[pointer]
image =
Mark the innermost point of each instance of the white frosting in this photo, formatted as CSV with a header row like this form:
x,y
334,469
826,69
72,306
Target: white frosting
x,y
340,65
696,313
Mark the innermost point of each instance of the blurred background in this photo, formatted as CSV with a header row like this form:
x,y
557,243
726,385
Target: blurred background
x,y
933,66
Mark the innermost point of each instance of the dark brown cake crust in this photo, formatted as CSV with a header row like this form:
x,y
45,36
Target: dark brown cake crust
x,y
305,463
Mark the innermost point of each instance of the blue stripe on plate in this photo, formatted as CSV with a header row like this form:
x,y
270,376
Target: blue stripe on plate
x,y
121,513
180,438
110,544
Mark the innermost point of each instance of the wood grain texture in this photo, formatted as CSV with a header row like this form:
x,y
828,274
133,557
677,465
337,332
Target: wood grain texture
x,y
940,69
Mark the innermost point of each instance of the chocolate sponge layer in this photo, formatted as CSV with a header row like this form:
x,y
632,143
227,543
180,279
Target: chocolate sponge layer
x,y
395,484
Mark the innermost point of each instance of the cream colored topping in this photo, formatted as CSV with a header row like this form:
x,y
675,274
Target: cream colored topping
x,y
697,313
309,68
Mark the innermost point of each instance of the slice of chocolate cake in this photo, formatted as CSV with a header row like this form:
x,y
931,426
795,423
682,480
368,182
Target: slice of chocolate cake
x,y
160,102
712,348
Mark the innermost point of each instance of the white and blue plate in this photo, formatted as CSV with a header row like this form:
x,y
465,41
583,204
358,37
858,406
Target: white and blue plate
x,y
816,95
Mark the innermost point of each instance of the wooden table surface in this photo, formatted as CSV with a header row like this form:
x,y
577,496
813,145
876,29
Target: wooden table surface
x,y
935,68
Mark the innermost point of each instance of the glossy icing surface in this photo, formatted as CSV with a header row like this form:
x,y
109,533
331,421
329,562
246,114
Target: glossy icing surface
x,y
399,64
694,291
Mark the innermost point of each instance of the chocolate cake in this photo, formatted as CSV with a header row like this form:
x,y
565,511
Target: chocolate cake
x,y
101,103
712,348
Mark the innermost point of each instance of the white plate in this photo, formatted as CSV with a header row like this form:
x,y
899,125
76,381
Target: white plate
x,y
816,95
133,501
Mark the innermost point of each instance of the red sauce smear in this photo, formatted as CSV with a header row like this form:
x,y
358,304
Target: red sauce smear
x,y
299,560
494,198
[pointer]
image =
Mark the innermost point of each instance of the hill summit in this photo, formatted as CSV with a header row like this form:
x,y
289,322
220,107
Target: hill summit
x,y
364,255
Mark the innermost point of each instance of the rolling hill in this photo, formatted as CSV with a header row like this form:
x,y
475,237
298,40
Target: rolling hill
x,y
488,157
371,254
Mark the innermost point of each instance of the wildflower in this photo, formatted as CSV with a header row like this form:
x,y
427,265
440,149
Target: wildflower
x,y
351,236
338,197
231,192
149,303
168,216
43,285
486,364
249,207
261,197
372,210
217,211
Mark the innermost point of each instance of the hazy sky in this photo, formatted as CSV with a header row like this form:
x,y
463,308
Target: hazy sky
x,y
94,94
===
Task instructions
Output the listing exactly, from first line to last.

Task response
[pointer]
image =
Mark the innermost point of each instance of the white frosting in this photo, formatted as CSV with a header row like this form:
x,y
334,469
826,69
72,306
Target: white frosting
x,y
340,65
696,313
Mark the innermost point of each instance of the blurred background in this photo, formatted as CSV with a header row like this form:
x,y
557,243
726,385
Target: blurred background
x,y
933,66
Mark the innermost point of each instance of the dark brown cake crust in this photo, formatted as CSV with a header row like this form:
x,y
45,36
Target: dark brown cake crust
x,y
305,463
Mark the innermost point of each instance of the blue stripe on plate in this photo, formatted as CSV with a header row like this form:
x,y
270,376
Target: blue stripe on plate
x,y
121,513
180,438
110,544
Mark the innermost point of each instance of the wood grain texture in this photo, formatted as CSV with a header row like this form:
x,y
828,274
133,557
677,465
337,332
Target: wood grain texture
x,y
940,69
Mark the innermost point of each instance of the chocolate sponge layer in this photo, formatted as CSV with a header row like this form:
x,y
632,143
227,543
180,279
Target: chocolate sponge layer
x,y
395,484
Mark the innermost point of each instance of the cream colored topping in this photo, formatted as CSV with a header row like this form:
x,y
675,274
Target: cream colored topping
x,y
697,313
309,68
Mark the innermost point of each instance of the slice of chocolate cake in this photo, formatted as CSV with a header row like this form:
x,y
931,426
795,423
682,480
368,182
Target: slice of chocolate cake
x,y
160,102
712,348
Mark the innermost point of each instance of the white and blue plate in this photo, formatted as CSV with a header row like this form:
x,y
465,41
583,204
358,37
858,406
Target: white and blue plate
x,y
816,95
Mark the innermost point of each instance of the wooden table surface in this photo, formatted as CSV with a header row like this form:
x,y
577,496
813,145
876,29
Target: wooden table surface
x,y
935,68
Mark the innermost point of each instance of the glossy icing surface in this photo, formatted as CSV with a header row like this form:
x,y
109,533
331,421
329,562
246,114
Target: glossy icing surface
x,y
399,64
694,291
Mark the innermost point of each instance of the chocolate cake in this photo, formatted as CSV with a header row like this form:
x,y
565,511
Target: chocolate cake
x,y
101,103
712,348
Mark the innermost point of each instance of the white plate in this photo, formatted as CSV with a header row like this form:
x,y
899,125
76,381
Target: white plate
x,y
816,95
133,501
Mark the innermost point of each instance of the red sauce smear in this photo, formatted as CSV with a header row like this form:
x,y
358,304
Target: red sauce smear
x,y
299,560
494,198
[pointer]
image =
Mark the innermost point of each instance of the hill summit in this photo, formatted as CSV with a header row like this form:
x,y
289,322
220,107
Target: hill summit
x,y
364,255
Mark the innermost point of each instance of the rolling hill in this photo, formatted as CSV with a header row like this form:
x,y
475,237
298,40
Target: rolling hill
x,y
488,157
371,254
Mark the innermost point of each instance of the wildflower in this photo, formatted as CSV with a header row like this form:
x,y
427,265
440,149
Target: wildflower
x,y
351,236
338,197
231,192
149,303
168,216
43,285
486,364
249,207
261,197
372,210
217,211
Mark the innermost point of each instance of the hazy sky in this photo, formatted as CSV with a header row like this form:
x,y
463,308
Target: hazy sky
x,y
94,94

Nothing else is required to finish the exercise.